WORK REQUEST: The reply should repeat all of the data word for word, with no pictures.

ENTRIES SUPPLIED:
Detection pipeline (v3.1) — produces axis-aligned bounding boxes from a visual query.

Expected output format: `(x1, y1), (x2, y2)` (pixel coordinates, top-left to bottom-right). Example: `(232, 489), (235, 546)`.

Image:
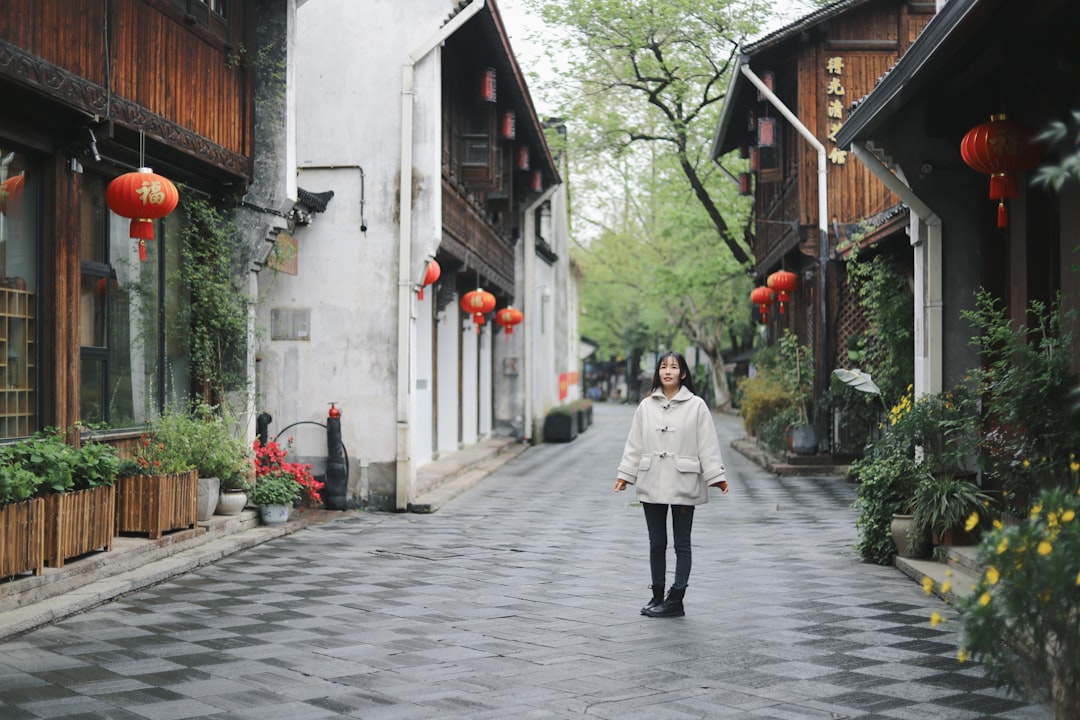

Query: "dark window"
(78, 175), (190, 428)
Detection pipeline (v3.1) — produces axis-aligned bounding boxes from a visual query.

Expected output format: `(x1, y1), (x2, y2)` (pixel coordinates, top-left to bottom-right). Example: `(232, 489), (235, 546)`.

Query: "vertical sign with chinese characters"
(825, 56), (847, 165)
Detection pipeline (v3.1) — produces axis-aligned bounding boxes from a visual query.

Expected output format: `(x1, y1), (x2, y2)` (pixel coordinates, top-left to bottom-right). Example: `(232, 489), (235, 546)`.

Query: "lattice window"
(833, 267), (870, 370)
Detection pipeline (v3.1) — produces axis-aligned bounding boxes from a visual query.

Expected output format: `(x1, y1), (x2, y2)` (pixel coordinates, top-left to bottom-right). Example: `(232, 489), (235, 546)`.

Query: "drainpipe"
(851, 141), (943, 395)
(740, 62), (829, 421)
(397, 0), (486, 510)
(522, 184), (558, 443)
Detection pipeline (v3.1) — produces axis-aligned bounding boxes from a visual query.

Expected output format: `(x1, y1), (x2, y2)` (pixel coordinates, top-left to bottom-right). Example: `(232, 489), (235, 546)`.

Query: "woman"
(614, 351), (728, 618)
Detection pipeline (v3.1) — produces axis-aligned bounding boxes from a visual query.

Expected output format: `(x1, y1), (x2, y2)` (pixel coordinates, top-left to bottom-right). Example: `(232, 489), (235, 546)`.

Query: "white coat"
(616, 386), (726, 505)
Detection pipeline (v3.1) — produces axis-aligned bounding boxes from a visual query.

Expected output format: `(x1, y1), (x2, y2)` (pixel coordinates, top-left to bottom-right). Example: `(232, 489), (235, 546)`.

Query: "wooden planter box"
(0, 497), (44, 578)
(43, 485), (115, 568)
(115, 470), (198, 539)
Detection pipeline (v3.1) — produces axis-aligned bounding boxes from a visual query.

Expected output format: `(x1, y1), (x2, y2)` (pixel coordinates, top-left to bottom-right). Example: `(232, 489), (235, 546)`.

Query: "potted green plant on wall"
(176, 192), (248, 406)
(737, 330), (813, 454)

ANSWER TO THE PROBLEM:
Detection pipeline (v3.1) — produces axis-aligned bounding boxes from a visual query.

Expected output format: `(x1, y1), (x2, y2)` (pixel coordinates, top-left to bottom-right). Example: `(232, 489), (235, 546)`.

Image:

Query: "dark window"
(78, 175), (190, 428)
Detection pipeline (v3.1) — produces axis-aligned bounding boxes from a visual query.

Expected output format: `(x1, y1), (x2, y2)` (pixel coordinates, top-left to bottom-right). Example: `(232, 489), (235, 546)`.

Query: "vertical sign with chinese characters"
(825, 56), (847, 165)
Detection pipeline (v3.1) — produces axis-aligned bounding boxes from a visual query.

Expected output format: `(x1, y1), (x2, y2)` (pixel coordinates, top-left to bottom-right). Example: `(232, 489), (235, 546)`.

Query: "lattice window"
(833, 267), (870, 370)
Detection pipeline (v3.1) — produces axis-aligned bounding boxes from a visual query.

Expected output format: `(x1, y1), (x2, y2)` (pixel coordinates, top-left to bottom-right). Example: `(232, 489), (235, 546)`.

Query: "drainpipe"
(851, 141), (943, 395)
(740, 62), (829, 421)
(397, 0), (486, 510)
(522, 184), (558, 443)
Detection pipeline (v3.1) — produces axis-aligned bounding boxes from a visual query.

Expected output format: `(x1, y1), (x2, y2)` (pixel coordinates, top-left to bottom-right). Example: `(232, 489), (235, 546)`.

Query: "woman"
(614, 351), (728, 618)
Detection pipeline (v3.1) — produces axis-aligned bounding boxes from a visual query.

Expected output format: `(x1, y1), (x2, y2)` (pixel coordinates, top-left to bottom-right). Example: `(232, 489), (235, 546)`.

Query: "white coat"
(616, 386), (726, 505)
Detection pipeline (v3.1) — produces axis-aligned bounding boxes from a visual query.

Expected output format: `(x1, y1), (x2, y2)` (pixel coordinates, top-left to bottom-right). Example: `(232, 489), (235, 546)`.

Query: "wooden planter box"
(0, 497), (44, 578)
(43, 485), (115, 568)
(115, 470), (198, 539)
Detection pipeline (v3.1) — produces axis-aligned bounding boxes from a visual query.

Expected output format: `(x1, y1), (x2, y2)` (pixel coordinates, top-left to bottom-right). Example: `(232, 489), (235, 546)`.

Query: "potted green plant on wall"
(176, 192), (248, 406)
(737, 330), (813, 454)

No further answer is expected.